TEXT PROVIDED:
# Full backup of a live FreeBSD server?



## BLuFeNiX (Jan 15, 2013)

Hi,

What's the best way to do a full backup of a live FreeBSD server? Should I `tar` the entire filesystem (which directories should I exclude? /proc, /compat, etc.)

I have also heard of a utility called _dump_. Is it better suited for a live system backup? 

Thanks!


----------



## kpa (Jan 15, 2013)

Use dump(8). Warren Block a has nice guide for such backups at:

http://www.wonkity.com/~wblock/docs/html/backup.html#_em_dump_8_em_em_restore_8_em

If you're on FreeBSD 9 you should turn off softupdate journaling (also known as UFS SU+J), otherwise the snapshotting of a live filesystem might hang. This can be done with tunefs(8), preferably in single user mode when the root filesystem is still read-only.

`# tunefs -j disable /dev/ada0s1a`


----------



## BLuFeNiX (Jan 15, 2013)

Thanks! I'm going to try it today.


----------



## phoenix (Jan 15, 2013)

rsync also works well for this.  It's what we use to backup all our FreeBSD and Linux systems.  Search for "rsbackup" in the forums for more info on how we do it.


----------



## wblock@ (Jan 15, 2013)

If you use net/rsync, the newest version of the port has a patch that lets rsync overwrite files with the schg flag set.  Build the port with the FILEFLAGS option, and use --fileflags.  So it is now possible to rsync over an existing /bin and other directories with FreeBSD schg flags.


----------



## phoenix (Jan 15, 2013)

Nice.  Did not know that.  Thanks for the tip.


----------



## wblock@ (Jan 15, 2013)

It's a brand new addition to the port, although the bug and patch have been around a while.  It just had to become motivating enough that someone (ahem) went looking for solutions, tested, and notified the port maintainer, ehaupt.  Who, it should be added, did a quick job of integrating it into the port and deserves thanks for keeping one of the most useful ports we have up to date.

Extracted records:
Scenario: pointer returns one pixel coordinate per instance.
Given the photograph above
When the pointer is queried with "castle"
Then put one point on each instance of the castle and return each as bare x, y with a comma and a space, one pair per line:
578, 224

GIVEN INSTRUCTION A: Who are all the users who posted in the FreeBSD backup thread?
GIVEN INSTRUCTION B: According to the FreeBSD backup thread, what should be turned off on FreeBSD 9 so that snapshotting a live filesystem doesn't hang?
GIVEN INSTRUCTION C: Can you write the next post in the FreeBSD backup thread, following its final reply?
This data has no role in anything asked here.

WRITTEN RESPONSE A: BLuFeNiX, kpa, phoenix, wblock@

WRITTEN RESPONSE B: Softupdate journaling (UFS SU+J).

WRITTEN RESPONSE C:
----------



## KernelPanic (Jan 16, 2013)

You may also want to consider sysutils/rsnapshot.  It also uses rsync.


----------



## WiiGame (Jan 28, 2013)

I have a related follow-up to this. It's not an exact match but I'm not sure if it warrants its own thread (and this is the closest thread I could find to it).

If one is running FreeBSD as just a basic home Windows/Samba file server, with the basic install OS on a flash drive (everything else on HDDs), and one has no other UNIX-based systems in the house, is the above the best way to approach backing up the flash drive/OS? If so, this relates directly to the live backup OP.

Or is there another way, such as taking an offline backup/snapshot by sticking the flash into a Windows PC and somehow making an image of it to be the replacement when the flash drive dies? On the surface, this sounds easier (given the OS drive can move freely, the mostly static nature of the OS data, and the Windows env) but I don't know if it's even possible.

BTW, one = me, of course. But I'd think I'm not the only one.


----------



## wblock@ (Jan 29, 2013)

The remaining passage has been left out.